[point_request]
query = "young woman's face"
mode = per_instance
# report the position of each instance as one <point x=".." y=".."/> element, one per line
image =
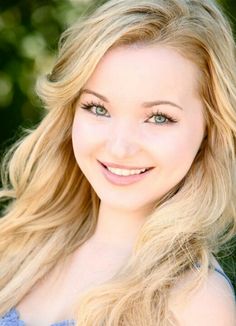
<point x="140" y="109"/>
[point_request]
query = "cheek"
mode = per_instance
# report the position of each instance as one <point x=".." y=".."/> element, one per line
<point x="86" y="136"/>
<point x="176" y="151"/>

☆ ☆ ☆ ☆ ☆ ☆ ☆

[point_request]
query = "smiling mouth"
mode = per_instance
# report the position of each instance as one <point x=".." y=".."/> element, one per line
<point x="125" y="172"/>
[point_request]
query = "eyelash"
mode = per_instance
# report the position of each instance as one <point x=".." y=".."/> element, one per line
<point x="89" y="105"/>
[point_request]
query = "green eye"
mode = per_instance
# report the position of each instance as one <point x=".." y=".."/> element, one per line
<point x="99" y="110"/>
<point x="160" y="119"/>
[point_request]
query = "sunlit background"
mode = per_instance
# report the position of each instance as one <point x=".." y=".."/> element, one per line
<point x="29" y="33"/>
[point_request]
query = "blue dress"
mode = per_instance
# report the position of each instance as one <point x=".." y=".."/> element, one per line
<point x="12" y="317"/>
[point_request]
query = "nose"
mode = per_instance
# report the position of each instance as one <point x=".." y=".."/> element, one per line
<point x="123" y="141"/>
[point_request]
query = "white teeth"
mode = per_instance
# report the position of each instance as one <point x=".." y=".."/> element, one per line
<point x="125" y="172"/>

☆ ☆ ☆ ☆ ☆ ☆ ☆

§ **EXERCISE**
Filter the items above, copying every line that contains the string "query". Treat uppercase and lowercase letters as different.

§ **FINAL RESULT**
query = "young woman's face"
query = "cheek"
query = "smiling mouth"
query = "eyelash"
query = "green eye"
query = "sunlit background"
query = "blue dress"
query = "nose"
query = "white teeth"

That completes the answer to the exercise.